# Your instructions
Write out every one of the rows below verbatim, without changing a single character.

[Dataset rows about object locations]
* start *
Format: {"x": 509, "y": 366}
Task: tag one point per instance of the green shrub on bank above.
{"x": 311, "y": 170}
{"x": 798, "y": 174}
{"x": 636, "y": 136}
* end *
# Response
Format: {"x": 509, "y": 366}
Task: tag one point per instance of the green shrub on bank above.
{"x": 311, "y": 170}
{"x": 798, "y": 174}
{"x": 636, "y": 136}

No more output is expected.